Whether you're spending time traveling, on the beach, or inside with the air conditioning blasting, it is always great to spend some time reading! Books can distract us from our symptoms, transport us to a fictional word, or serve as a guide to help manage your chronic illness.
Here are some books that we recommend you take a look at this summer!
The Immortal Life of Henrietta Lacks by Rebecca Skloot $11Her name was Henrietta Lacks, but scientists know her as HeLa. She was a poor black tobacco farmer whose cells—taken without her knowledge in 1951—became one of the most important tools in medicine, vital for developing the polio vaccine, cloning, gene mapping, and more. Henrietta's cells have been bought and sold by the billions, yet she remains virtually unknown, and her family can't afford health insurance. This phenomenal New York Times bestseller tells a riveting story of the collision between ethics, race, and medicine; of scientific discovery and faith healing; and of a daughter consumed with questions about the mother she never knew.
Surviving and Thriving with an Invisible Chronic Illness: How to Stay Sane and Live One Step Ahead of Your Symptoms by Ilana Jacqueline $15
Do you live with a chronic, debilitating, yet invisible condition? You may feel isolated, out of step, judged, lonely, or misunderstood—and that’s on top of dealing with the symptoms of your actual illness. Take heart. You are not alone, although sometimes it can feel that way.
Written by a blogger who suffers from an invisible chronic illness, Surviving and Thriving with an Invisible Chronic Illness offers peer-to-peer support to help you stay sane, be your own advocate, and get back to living your life. This compelling guide is written for anyone suffering with an illness no one can see—such as postural orthostatic tachycardia syndrome (POTS), chronic fatigue syndrome (CFS), fibromyalgia, multiple chemical sensitivity (MCS), Lyme disease, lupus, dysautonomia, or even multiple sclerosis (MP).

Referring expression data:
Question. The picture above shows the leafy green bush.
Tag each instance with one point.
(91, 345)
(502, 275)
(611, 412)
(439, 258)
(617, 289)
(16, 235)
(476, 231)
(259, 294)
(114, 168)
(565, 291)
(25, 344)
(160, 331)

EXERCISE BRIEF. Resume the summer reading list for people with chronic illness, starting right after its last sentence above.

RESULT.
This book will tell you everything you need to know about living with a complicated, invisible condition—from how to balance sex, dating, and relationships to handling work and school with unavoidable absences. You’ll also learn to navigate judg-y or skeptical relatives and strangers and—most importantly—manage your medical care. Suffering from a chronic illness doesn’t mean you can’t live an active, engaged life. This book will show you how.
The Little Engine That Could by Watty Piper $7
The classic children's story about motivation and resilience. The story of a train filled with toys and gifts for little boys and girls that breaks down before reaching the children. After asking several passing trains for help over the hill, a little blue train agrees to help the stranded toys. Even though she is small, the blue train tries her best to bring the toys to the children on the other side of the hill.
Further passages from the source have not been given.